» INSTRUCTIONS
**a.** In the excerpt on text similarity, what form do the feature vectors extracted from the `TfidfVectorizer` take?
**b.** Summarize the excerpt on text similarity in two sentences.

» READING TEXT
++++++++
But this has one small problem. The feature vectors that we extract from the `TfidfVectorizer` are in the form of a sparse matrix. We should probably also convert them into numpy arrays in the vector generation step itself.

Note: We can also use `sklearn.metrics.pairwise.cosine_similarity` to calculate the cosine similarity on the sparse matrix itself. But since we have already implemented our own cosine function, we should use that.

In [21]:
def tfidf_generate_vectors(corpus):
    tfidf_vectorizer = TfidfVectorizer(ngram_range=(1,2))
    tfidf_vectorizer.fit(corpus)
    feature_vectors = tfidf_vectorizer.transform(corpus)
    x,y = feature_vectors[0].toarray(), feature_vectors[1].toarray()
    return x.reshape(-1,),y.reshape(-1,)

### Taking the cosine

Now all that's left is to simply take the cosine. We have already implemented a function above to get the cosine between two vectors using the dot product.

As a reminder, it is implemented as: `cos(x) = A.B/|A|.|B|` 

And the function name is `cosine`

### Driver Code:

We can now test out the cosine similarity between two texts using the driver code below

In [22]:
sentence_1 = input("Enter some text")
sentence_2 = input("Enter more text")
corpus = [pre_process(sentence_1), pre_process(sentence_2)]
x,y = tfidf_generate_vectors(corpus)
cosine(x,y)

0.40724772010124605

## Text Similarity Using Word2Vec Embeddings (with GloVe Data)

Word2vec is a group of related models that are used to produce word embeddings. It takes as its input a text and produces a vector space of several hundred dimensions. 

For this case, that is all we need to know about it. We will use Word2Vec to vectorise our words and then get cosine similarity by comparing those vectors.

We will be using Stanford's `GloVe (Global Vectors for Word Repesentation)` data for the model (Just because file was comparatively smaller to download)


### Loading necessary modules:
Let us start off by loading in the necessary modules along with the model.

We will use the `genism` library to load in the required model.
++++++++
» DATASET SECTION
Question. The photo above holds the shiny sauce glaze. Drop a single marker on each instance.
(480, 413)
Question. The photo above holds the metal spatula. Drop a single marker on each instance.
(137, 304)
++++++++
» EXPECTED ANSWERS
**a.** They take the form of a sparse matrix.

**b.** The TF-IDF feature vectors, which come out as a sparse matrix, are converted into numpy arrays when they are generated, and their similarity is then computed with a previously implemented `cosine` function based on the dot product. The next approach uses Word2Vec embeddings with Stanford's GloVe data to vectorize words and compare them by cosine similarity, with the model to be loaded through the `genism` library.